## start

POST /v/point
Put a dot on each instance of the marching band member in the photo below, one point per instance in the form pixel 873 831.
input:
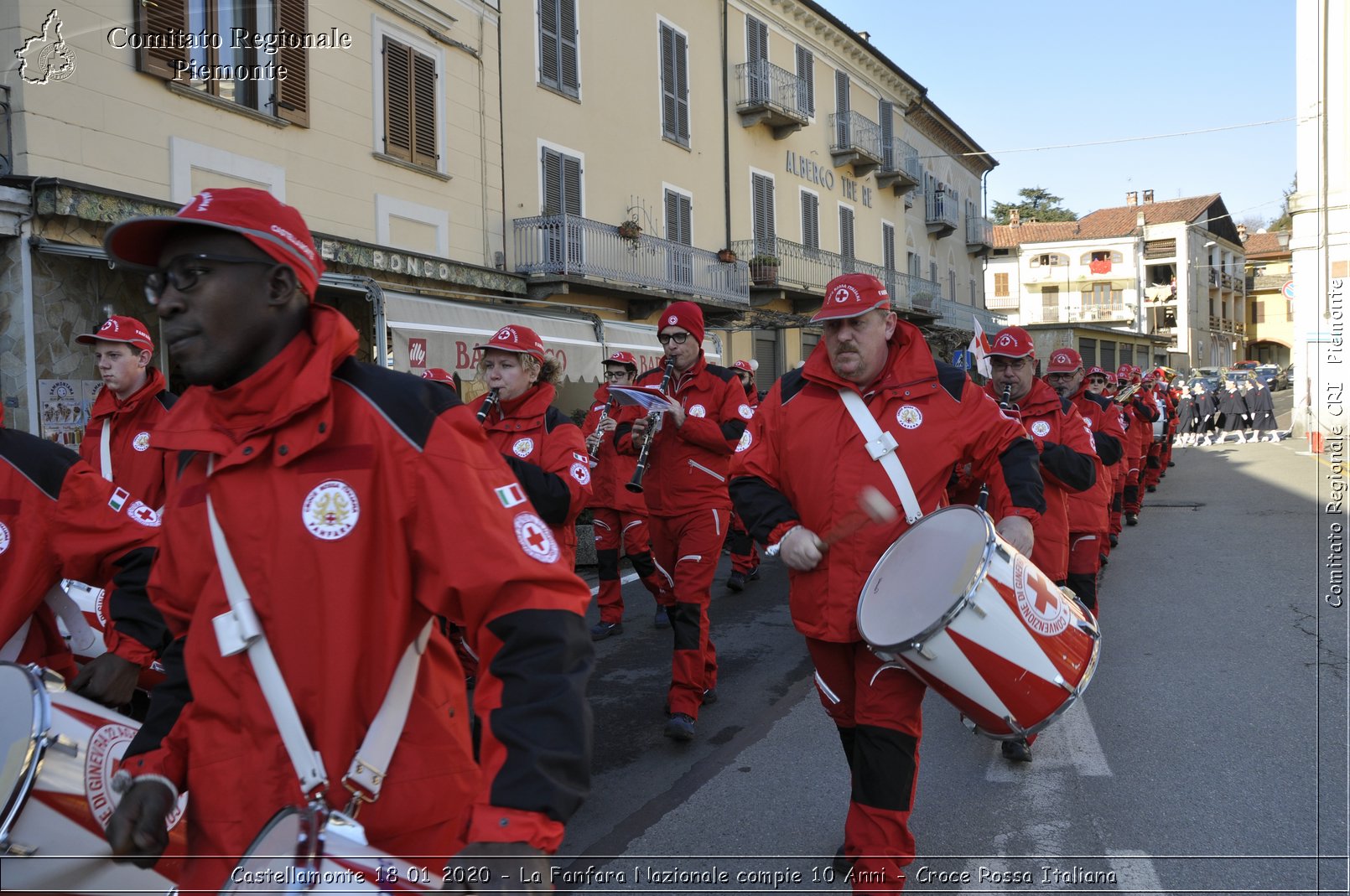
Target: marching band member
pixel 543 447
pixel 686 497
pixel 620 515
pixel 362 504
pixel 792 484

## end

REQUIREMENTS.
Could you write out the rows above again, replacing "marching band member" with "drummer" everywhere it occurs and keeping everything else the same? Leave the pictures out.

ANSWER TO THE EXERCISE.
POST /v/point
Put a dot on each instance of the drummer in the photo below, one point per instance in the form pixel 873 831.
input:
Target: drummer
pixel 543 447
pixel 686 497
pixel 620 515
pixel 362 504
pixel 792 484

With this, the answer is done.